Even though some work roles are assumed to be the exclusive domain of woman, such as nurses or air lines stewardesses, these roles are being modified to accommodate man in these positions. As far as the administration of the management process is concerned, women in general do not differ from men in their operative behaviours.
Education has its effect upon individual behaviour largely through the level and type of education received. Increased levels of education serve to increase an individual’s expectations about positive outcomes. These outcomes are generally perceived to be a more satisfying job, higher income level, and greater alternative sources for occupational choice i.e., the good life. Disillusionment occurs when out comes do not match expectations.
Intelligence is primarily an inherited trait, even though children of some very intelligent parents have turned out to be less intelligent and vice-versa. It is also known that intelligence can be enhanced by proper environment or by proper motivation. Einstein was not considered very intelligent during his earlier years. In any case, intelligence as a trait is related to certain behaviours. Intelligent people are easy to convince if the point is right and they can be expected to be much more stable and predictable.
v. Marital Status:
Marital status has influence on absenteeism, turnover and satisfaction. Married employees have fewer absences, undergo less turnover, and are more satisfied with their jobs than the unmarried ones. Marriage imposes additional responsibility hence the need for steady job and steady income.
Religion and religiously based cultures play an important role in determining some aspects of individual behaviour. Specially those who concern morals, ethics and a code of conduct. Highly religious people have high moral standards and usually do not tell lies or talk ill of others. They are highly contented and thus strive for the goal of achievement and self-fulfillment. Additionally, the religion and culture also determine attitude towards work and towards financial incentives.
vii. Number of Dependents:
There is correlation between number of dependents an employee has and his absences and satisfaction. Number of children an employee has is positively related to absence, especially among females. Similarly, there is positive correlation between number of dependents and satisfaction.
11. Cultural Factor:
The cultural factors are made up of institutions and other forces that affect society’s values, perceptions, work ethics, preferences and behaviours. People grow up in a particular society that shape their basic beliefs, values and behaviours. Culture varies from country to country (between two regions within a country too), and these variations produce different behaviours across the countries. Work ethics, achievement need, effort reward expectations and values are important cultural factors having behavioural implications.
The work ethic is tinged with moral. In the context of job ethic it implies hard work and commitment to work. Strong work ethic ensures motivated employees, and the opposite is true when work ethic is weak.
Achievement need too has influence on employee behaviour. A person with a high need to achieve tends to see a high degree of personal responsibility, set realistic goals, take moderate risks and use personal performance feedback in satisfying his need to achieve.
A perfect match between effort and reward produce better performance from an individual. When the individual perceives that he has been treated unfairly, the performance suffers. This phenomenon is observed in most of the cultures.
Value is tinged with moral flour involving an individual’s judgement of what is right, good and/or desirable. Values influence one’s perception, attitudes and through these his behaviour.

- _SUPPLIED RECORDS_:
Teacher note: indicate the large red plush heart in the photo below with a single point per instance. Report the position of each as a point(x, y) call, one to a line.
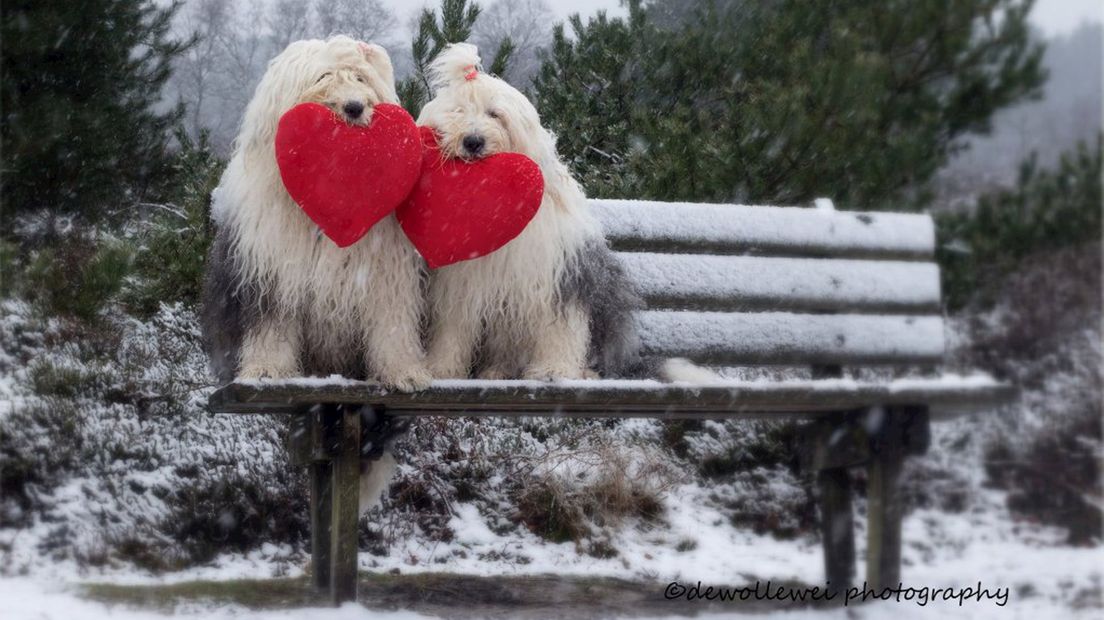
point(347, 178)
point(462, 210)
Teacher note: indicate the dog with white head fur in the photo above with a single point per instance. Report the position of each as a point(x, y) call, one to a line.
point(280, 299)
point(551, 303)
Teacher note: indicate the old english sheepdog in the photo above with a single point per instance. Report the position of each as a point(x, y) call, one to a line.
point(280, 299)
point(553, 302)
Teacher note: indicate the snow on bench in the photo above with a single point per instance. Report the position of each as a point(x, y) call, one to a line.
point(725, 285)
point(729, 228)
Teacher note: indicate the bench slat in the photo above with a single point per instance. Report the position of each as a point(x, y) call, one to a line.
point(750, 282)
point(784, 338)
point(618, 398)
point(724, 228)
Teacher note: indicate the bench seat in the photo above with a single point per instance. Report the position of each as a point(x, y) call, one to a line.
point(770, 399)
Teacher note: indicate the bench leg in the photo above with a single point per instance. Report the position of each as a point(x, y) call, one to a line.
point(837, 527)
point(320, 504)
point(346, 508)
point(883, 495)
point(335, 499)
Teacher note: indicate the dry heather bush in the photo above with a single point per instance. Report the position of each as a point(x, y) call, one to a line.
point(1044, 337)
point(563, 480)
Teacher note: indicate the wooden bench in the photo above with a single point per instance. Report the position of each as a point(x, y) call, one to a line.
point(821, 291)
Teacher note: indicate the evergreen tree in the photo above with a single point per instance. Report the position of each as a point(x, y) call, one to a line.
point(585, 93)
point(1047, 210)
point(457, 18)
point(784, 100)
point(81, 82)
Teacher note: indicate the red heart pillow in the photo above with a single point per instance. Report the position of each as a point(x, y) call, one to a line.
point(347, 178)
point(463, 210)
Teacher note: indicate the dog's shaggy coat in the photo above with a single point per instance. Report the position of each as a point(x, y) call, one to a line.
point(283, 300)
point(553, 302)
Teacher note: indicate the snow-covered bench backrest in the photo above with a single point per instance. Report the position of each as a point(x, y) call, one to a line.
point(734, 285)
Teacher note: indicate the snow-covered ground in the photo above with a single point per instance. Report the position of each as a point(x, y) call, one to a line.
point(1027, 568)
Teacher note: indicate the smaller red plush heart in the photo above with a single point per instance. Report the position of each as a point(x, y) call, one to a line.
point(347, 178)
point(462, 210)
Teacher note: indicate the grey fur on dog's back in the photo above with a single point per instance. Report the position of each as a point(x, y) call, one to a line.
point(596, 280)
point(227, 308)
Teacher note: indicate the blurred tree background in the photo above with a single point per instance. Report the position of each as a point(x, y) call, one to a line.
point(783, 102)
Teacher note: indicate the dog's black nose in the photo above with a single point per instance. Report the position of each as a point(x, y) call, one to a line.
point(474, 143)
point(353, 109)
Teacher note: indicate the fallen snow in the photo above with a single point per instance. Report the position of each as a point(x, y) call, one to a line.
point(785, 337)
point(783, 281)
point(799, 231)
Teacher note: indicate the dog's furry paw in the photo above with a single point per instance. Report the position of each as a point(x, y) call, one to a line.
point(438, 370)
point(266, 372)
point(552, 373)
point(407, 380)
point(494, 373)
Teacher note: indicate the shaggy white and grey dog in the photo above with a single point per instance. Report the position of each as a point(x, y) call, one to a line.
point(283, 300)
point(553, 302)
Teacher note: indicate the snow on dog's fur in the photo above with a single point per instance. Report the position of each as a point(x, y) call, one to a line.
point(283, 300)
point(553, 302)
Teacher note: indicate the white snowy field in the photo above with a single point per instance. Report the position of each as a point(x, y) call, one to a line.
point(1028, 570)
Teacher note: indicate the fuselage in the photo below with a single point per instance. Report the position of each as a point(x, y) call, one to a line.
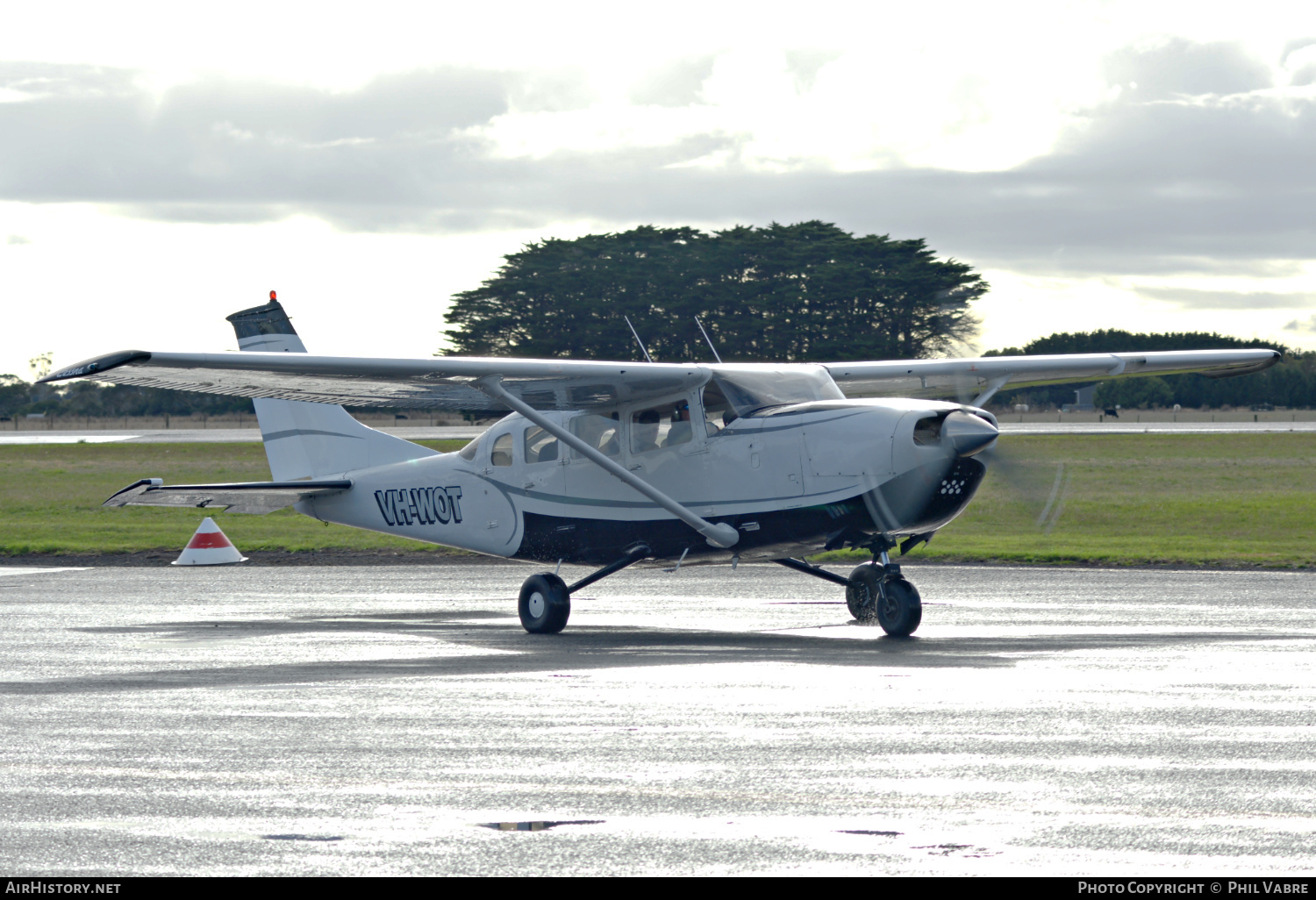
point(791, 479)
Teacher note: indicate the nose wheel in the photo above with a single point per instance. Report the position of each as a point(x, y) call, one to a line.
point(878, 595)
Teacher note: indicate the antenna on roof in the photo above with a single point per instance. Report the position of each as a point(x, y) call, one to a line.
point(707, 339)
point(637, 339)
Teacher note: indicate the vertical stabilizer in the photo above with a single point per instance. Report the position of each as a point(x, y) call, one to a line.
point(311, 439)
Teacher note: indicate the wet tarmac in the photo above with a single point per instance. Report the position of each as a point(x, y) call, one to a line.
point(397, 720)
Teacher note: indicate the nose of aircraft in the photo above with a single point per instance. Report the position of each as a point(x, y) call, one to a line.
point(969, 433)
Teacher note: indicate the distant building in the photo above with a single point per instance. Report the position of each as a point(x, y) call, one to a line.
point(1082, 400)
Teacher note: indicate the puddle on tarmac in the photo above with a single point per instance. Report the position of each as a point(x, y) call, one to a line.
point(302, 837)
point(539, 826)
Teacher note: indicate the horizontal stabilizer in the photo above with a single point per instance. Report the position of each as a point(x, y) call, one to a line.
point(257, 497)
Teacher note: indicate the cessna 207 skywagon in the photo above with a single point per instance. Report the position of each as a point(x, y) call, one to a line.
point(610, 463)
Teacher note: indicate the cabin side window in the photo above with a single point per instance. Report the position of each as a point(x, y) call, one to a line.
point(603, 432)
point(502, 452)
point(540, 446)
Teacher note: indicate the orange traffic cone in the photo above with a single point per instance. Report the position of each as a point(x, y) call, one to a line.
point(208, 547)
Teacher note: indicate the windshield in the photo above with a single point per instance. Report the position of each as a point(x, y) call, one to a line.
point(766, 386)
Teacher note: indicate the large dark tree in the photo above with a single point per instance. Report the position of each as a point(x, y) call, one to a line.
point(784, 292)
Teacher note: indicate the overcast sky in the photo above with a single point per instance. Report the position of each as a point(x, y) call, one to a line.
point(1105, 165)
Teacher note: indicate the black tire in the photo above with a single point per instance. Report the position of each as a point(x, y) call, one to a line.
point(900, 608)
point(861, 594)
point(545, 604)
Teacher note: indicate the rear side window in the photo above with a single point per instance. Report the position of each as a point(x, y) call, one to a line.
point(502, 452)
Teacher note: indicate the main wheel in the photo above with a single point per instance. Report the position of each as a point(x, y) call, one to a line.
point(545, 604)
point(899, 608)
point(862, 592)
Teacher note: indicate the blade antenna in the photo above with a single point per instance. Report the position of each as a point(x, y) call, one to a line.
point(708, 339)
point(637, 339)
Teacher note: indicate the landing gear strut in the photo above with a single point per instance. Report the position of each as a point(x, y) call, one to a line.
point(876, 592)
point(881, 594)
point(545, 603)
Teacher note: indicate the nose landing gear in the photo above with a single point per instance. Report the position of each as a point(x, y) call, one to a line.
point(876, 592)
point(881, 594)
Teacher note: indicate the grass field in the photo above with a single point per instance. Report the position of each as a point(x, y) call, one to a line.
point(50, 500)
point(1140, 499)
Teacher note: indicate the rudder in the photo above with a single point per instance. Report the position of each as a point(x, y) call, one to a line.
point(311, 439)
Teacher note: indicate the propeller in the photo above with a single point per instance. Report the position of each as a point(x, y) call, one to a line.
point(1042, 489)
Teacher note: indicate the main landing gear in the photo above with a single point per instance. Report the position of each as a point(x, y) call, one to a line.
point(545, 603)
point(876, 592)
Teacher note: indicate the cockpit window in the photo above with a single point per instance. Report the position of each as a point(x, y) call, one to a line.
point(718, 411)
point(926, 432)
point(540, 446)
point(600, 432)
point(660, 426)
point(760, 387)
point(502, 452)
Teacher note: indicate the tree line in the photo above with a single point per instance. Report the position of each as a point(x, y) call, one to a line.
point(799, 292)
point(1289, 383)
point(20, 397)
point(803, 292)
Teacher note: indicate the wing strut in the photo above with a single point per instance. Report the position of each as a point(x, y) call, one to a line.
point(720, 534)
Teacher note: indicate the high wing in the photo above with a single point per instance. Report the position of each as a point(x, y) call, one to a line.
point(984, 375)
point(254, 497)
point(450, 382)
point(440, 382)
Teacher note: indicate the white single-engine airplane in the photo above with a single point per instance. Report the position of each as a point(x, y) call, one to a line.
point(610, 463)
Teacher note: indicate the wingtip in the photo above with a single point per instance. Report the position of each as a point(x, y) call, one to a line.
point(97, 365)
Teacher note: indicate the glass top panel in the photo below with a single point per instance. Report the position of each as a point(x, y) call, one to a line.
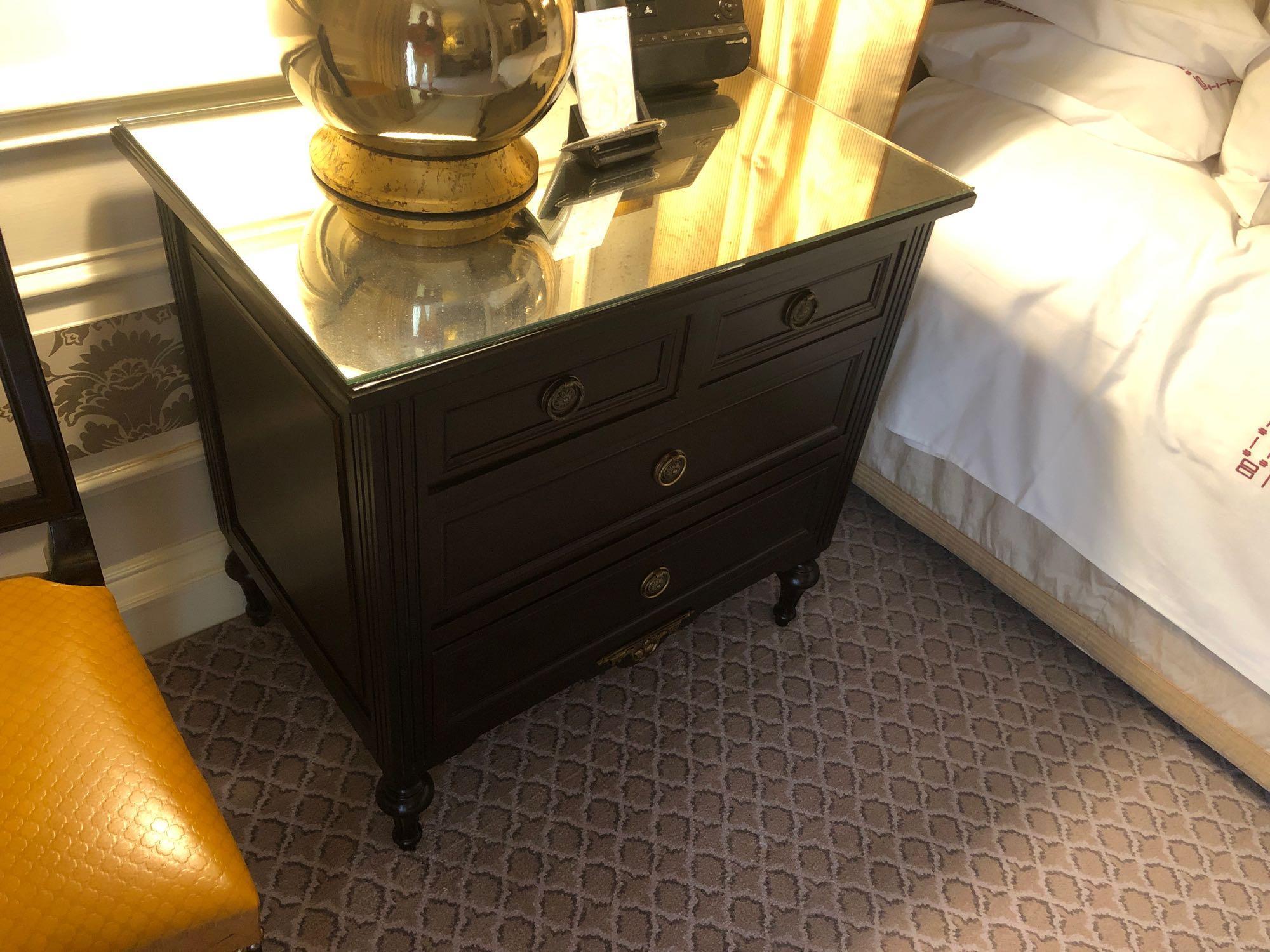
point(742, 173)
point(17, 480)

- _GOAL OF THE EXERCISE_:
Return the stretch of the passage on factors that shape individual behavior from "Achievement need too" through "these his behaviour.", copied word for word.

- _EXPECTED ANSWER_:
Achievement need too has influence on employee behaviour. A person with a high need to achieve tends to see a high degree of personal responsibility, set realistic goals, take moderate risks and use personal performance feedback in satisfying his need to achieve.
A perfect match between effort and reward produce better performance from an individual. When the individual perceives that he has been treated unfairly, the performance suffers. This phenomenon is observed in most of the cultures.
Value is tinged with moral flour involving an individual’s judgement of what is right, good and/or desirable. Values influence one’s perception, attitudes and through these his behaviour.